▸ Assigned task:
Go through the entries below. Copy out every line that contains "gate".

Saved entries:
◆ ◆ ◆ ◆ ◆ ◆ ◆

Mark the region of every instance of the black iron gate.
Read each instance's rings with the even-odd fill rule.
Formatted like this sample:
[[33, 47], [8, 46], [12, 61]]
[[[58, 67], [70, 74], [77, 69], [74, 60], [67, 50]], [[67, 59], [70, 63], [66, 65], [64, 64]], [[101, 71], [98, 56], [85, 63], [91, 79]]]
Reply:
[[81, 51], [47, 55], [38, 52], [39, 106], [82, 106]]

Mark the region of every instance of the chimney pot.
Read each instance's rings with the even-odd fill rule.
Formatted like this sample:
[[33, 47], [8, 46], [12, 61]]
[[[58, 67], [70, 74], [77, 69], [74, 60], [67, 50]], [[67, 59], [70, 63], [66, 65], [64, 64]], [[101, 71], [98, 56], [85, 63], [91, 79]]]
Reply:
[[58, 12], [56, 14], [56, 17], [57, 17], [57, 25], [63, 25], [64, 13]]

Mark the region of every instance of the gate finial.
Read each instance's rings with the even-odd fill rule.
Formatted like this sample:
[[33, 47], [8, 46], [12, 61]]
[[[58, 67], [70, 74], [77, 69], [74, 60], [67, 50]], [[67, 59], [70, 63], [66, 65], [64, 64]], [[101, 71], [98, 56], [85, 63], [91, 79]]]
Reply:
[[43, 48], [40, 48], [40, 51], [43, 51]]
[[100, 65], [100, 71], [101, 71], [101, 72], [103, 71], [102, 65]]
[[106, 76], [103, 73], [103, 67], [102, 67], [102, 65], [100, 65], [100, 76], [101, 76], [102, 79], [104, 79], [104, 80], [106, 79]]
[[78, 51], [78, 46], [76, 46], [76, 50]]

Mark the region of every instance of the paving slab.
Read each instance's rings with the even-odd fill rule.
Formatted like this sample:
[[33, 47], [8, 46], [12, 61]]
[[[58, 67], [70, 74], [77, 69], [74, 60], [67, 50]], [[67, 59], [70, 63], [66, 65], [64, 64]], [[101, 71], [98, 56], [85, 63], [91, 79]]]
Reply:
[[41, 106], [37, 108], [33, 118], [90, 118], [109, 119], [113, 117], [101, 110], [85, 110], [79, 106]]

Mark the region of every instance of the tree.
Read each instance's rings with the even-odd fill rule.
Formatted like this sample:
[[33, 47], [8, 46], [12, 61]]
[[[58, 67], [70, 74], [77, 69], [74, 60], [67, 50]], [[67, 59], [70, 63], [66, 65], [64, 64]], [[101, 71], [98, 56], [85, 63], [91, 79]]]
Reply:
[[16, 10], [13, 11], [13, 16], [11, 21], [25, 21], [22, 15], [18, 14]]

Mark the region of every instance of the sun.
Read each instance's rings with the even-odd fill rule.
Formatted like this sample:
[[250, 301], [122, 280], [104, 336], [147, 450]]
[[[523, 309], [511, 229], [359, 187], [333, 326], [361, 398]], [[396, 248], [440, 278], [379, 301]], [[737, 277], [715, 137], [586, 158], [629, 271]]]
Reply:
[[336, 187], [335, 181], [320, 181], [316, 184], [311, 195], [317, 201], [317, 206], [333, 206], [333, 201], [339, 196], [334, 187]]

◆ ◆ ◆ ◆ ◆ ◆ ◆

▸ Solution to this task:
Mark the region of every instance of the black iron gate.
Mark the region of every instance of the gate finial.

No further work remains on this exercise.